Spatial localization data:
★ ★ ★ ★ ★
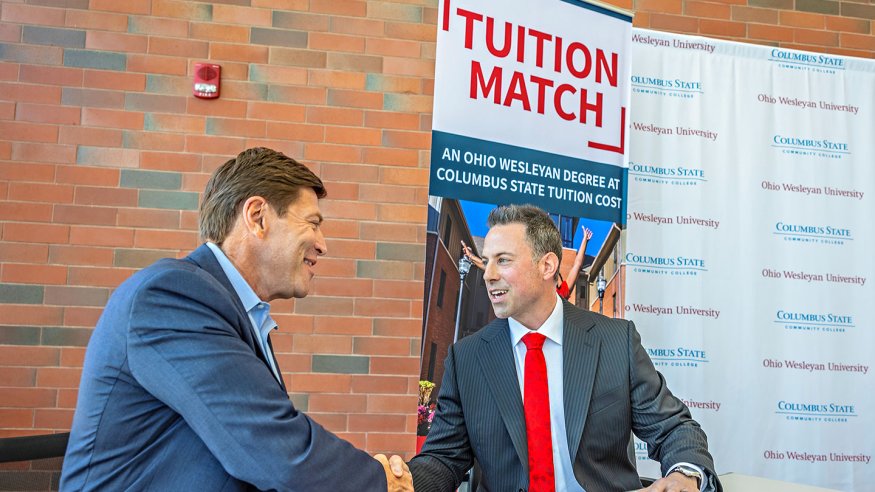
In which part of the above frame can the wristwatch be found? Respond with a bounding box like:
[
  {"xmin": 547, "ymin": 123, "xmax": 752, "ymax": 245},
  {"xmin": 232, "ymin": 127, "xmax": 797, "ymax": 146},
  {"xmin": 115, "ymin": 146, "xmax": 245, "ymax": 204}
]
[{"xmin": 670, "ymin": 465, "xmax": 702, "ymax": 488}]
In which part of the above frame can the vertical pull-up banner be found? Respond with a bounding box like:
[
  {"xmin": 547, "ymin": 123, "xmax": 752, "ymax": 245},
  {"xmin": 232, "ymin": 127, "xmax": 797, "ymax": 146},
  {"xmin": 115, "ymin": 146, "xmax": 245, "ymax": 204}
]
[
  {"xmin": 418, "ymin": 0, "xmax": 632, "ymax": 447},
  {"xmin": 429, "ymin": 0, "xmax": 632, "ymax": 223}
]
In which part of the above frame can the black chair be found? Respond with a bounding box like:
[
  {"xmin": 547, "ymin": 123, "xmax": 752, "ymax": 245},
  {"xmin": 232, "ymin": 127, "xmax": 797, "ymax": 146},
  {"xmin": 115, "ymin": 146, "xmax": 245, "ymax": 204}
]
[{"xmin": 0, "ymin": 433, "xmax": 69, "ymax": 491}]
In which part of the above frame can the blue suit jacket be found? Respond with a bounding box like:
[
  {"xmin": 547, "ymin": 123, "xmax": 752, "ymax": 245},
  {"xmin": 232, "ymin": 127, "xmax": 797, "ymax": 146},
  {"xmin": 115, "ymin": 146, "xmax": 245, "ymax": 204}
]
[
  {"xmin": 410, "ymin": 302, "xmax": 721, "ymax": 492},
  {"xmin": 61, "ymin": 244, "xmax": 386, "ymax": 491}
]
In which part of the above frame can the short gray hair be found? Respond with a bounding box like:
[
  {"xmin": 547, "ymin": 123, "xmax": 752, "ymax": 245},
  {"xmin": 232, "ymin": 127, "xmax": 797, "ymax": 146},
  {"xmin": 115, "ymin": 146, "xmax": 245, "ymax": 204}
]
[{"xmin": 487, "ymin": 204, "xmax": 563, "ymax": 279}]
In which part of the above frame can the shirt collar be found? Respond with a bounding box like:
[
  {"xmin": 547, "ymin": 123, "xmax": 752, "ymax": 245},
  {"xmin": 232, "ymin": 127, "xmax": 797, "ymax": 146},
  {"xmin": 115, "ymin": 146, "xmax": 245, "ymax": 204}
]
[
  {"xmin": 205, "ymin": 242, "xmax": 272, "ymax": 323},
  {"xmin": 508, "ymin": 294, "xmax": 564, "ymax": 347}
]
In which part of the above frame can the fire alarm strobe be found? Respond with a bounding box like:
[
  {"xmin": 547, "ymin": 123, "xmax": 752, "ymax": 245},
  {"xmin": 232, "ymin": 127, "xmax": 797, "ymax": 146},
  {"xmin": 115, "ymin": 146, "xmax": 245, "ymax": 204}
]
[{"xmin": 193, "ymin": 63, "xmax": 221, "ymax": 99}]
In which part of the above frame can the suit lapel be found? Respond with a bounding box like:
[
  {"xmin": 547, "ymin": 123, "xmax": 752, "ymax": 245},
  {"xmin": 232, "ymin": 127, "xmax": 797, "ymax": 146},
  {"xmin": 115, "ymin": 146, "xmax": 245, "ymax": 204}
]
[
  {"xmin": 186, "ymin": 244, "xmax": 286, "ymax": 391},
  {"xmin": 477, "ymin": 319, "xmax": 528, "ymax": 466},
  {"xmin": 562, "ymin": 301, "xmax": 600, "ymax": 458}
]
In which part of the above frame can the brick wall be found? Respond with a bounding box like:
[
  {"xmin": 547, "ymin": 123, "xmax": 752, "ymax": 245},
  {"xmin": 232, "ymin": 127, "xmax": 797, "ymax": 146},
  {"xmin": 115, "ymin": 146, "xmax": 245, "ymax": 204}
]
[{"xmin": 0, "ymin": 0, "xmax": 872, "ymax": 466}]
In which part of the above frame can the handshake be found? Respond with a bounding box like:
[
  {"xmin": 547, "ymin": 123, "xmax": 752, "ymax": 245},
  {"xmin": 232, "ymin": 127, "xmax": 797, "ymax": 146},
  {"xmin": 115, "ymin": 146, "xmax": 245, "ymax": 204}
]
[{"xmin": 374, "ymin": 454, "xmax": 414, "ymax": 492}]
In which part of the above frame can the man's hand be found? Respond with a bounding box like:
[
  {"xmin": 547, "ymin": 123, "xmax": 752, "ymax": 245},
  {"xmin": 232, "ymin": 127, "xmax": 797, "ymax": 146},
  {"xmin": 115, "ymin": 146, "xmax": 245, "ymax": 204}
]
★ ★ ★ ★ ★
Exercise:
Without altering anything, output all the lines above but none of the images.

Reply:
In which part of the above frame can the wristwatch be found? Respond with a bounding box like:
[
  {"xmin": 547, "ymin": 123, "xmax": 752, "ymax": 245},
  {"xmin": 232, "ymin": 127, "xmax": 797, "ymax": 146},
  {"xmin": 115, "ymin": 146, "xmax": 245, "ymax": 204}
]
[{"xmin": 670, "ymin": 465, "xmax": 702, "ymax": 488}]
In which part of the above frame can the vertical pull-up banner be found? Respond with a bounding box like:
[
  {"xmin": 547, "ymin": 123, "xmax": 752, "ymax": 245},
  {"xmin": 232, "ymin": 127, "xmax": 797, "ymax": 146},
  {"xmin": 115, "ymin": 146, "xmax": 245, "ymax": 204}
]
[
  {"xmin": 418, "ymin": 0, "xmax": 632, "ymax": 447},
  {"xmin": 429, "ymin": 0, "xmax": 632, "ymax": 223}
]
In which part of the above frame can the black chair be found? Respond with a bounding box like:
[
  {"xmin": 547, "ymin": 123, "xmax": 752, "ymax": 245},
  {"xmin": 232, "ymin": 127, "xmax": 797, "ymax": 146},
  {"xmin": 115, "ymin": 146, "xmax": 245, "ymax": 204}
]
[{"xmin": 0, "ymin": 433, "xmax": 69, "ymax": 491}]
In which part of the above frame can the blue suit jacket be found? Respond with a bounding box like:
[
  {"xmin": 547, "ymin": 123, "xmax": 752, "ymax": 245},
  {"xmin": 232, "ymin": 127, "xmax": 797, "ymax": 146},
  {"xmin": 115, "ymin": 146, "xmax": 245, "ymax": 204}
]
[
  {"xmin": 410, "ymin": 302, "xmax": 721, "ymax": 492},
  {"xmin": 61, "ymin": 244, "xmax": 386, "ymax": 491}
]
In which part of the above frame can the short gray hair be found? Respond with a bounding box like:
[
  {"xmin": 547, "ymin": 123, "xmax": 752, "ymax": 245},
  {"xmin": 232, "ymin": 127, "xmax": 797, "ymax": 146},
  {"xmin": 115, "ymin": 146, "xmax": 245, "ymax": 204}
]
[{"xmin": 487, "ymin": 204, "xmax": 563, "ymax": 279}]
In which part of the above frame can the shirt collar be found? Respond with a bounding box like:
[
  {"xmin": 547, "ymin": 123, "xmax": 752, "ymax": 245},
  {"xmin": 232, "ymin": 127, "xmax": 797, "ymax": 146},
  {"xmin": 115, "ymin": 146, "xmax": 245, "ymax": 204}
]
[
  {"xmin": 205, "ymin": 242, "xmax": 272, "ymax": 323},
  {"xmin": 508, "ymin": 294, "xmax": 564, "ymax": 347}
]
In which part of the above frame can the fire alarm strobe be found? Respond with a bounding box like:
[
  {"xmin": 547, "ymin": 123, "xmax": 752, "ymax": 245},
  {"xmin": 232, "ymin": 127, "xmax": 797, "ymax": 146},
  {"xmin": 115, "ymin": 146, "xmax": 245, "ymax": 204}
]
[{"xmin": 193, "ymin": 63, "xmax": 221, "ymax": 99}]
In which part of the above frame can the suit lapel be found? Respond with a bounding box like:
[
  {"xmin": 547, "ymin": 123, "xmax": 752, "ymax": 245},
  {"xmin": 232, "ymin": 127, "xmax": 797, "ymax": 146},
  {"xmin": 115, "ymin": 146, "xmax": 245, "ymax": 204}
]
[
  {"xmin": 186, "ymin": 244, "xmax": 286, "ymax": 391},
  {"xmin": 477, "ymin": 319, "xmax": 528, "ymax": 466},
  {"xmin": 562, "ymin": 301, "xmax": 600, "ymax": 458}
]
In which part of the above frame can the brick wall be found? Respond with a bounding box like:
[
  {"xmin": 547, "ymin": 123, "xmax": 752, "ymax": 245},
  {"xmin": 232, "ymin": 127, "xmax": 797, "ymax": 146},
  {"xmin": 115, "ymin": 146, "xmax": 245, "ymax": 204}
]
[{"xmin": 0, "ymin": 0, "xmax": 872, "ymax": 466}]
In which part of the above frame can the handshake be found? Respond with a bounding box like:
[
  {"xmin": 547, "ymin": 123, "xmax": 752, "ymax": 245},
  {"xmin": 232, "ymin": 127, "xmax": 797, "ymax": 146},
  {"xmin": 115, "ymin": 146, "xmax": 245, "ymax": 204}
]
[{"xmin": 374, "ymin": 454, "xmax": 414, "ymax": 492}]
In which part of the above frame can the man's hand be found? Respond with a bounding box like:
[
  {"xmin": 547, "ymin": 123, "xmax": 752, "ymax": 245},
  {"xmin": 232, "ymin": 127, "xmax": 797, "ymax": 146},
  {"xmin": 115, "ymin": 146, "xmax": 245, "ymax": 204}
]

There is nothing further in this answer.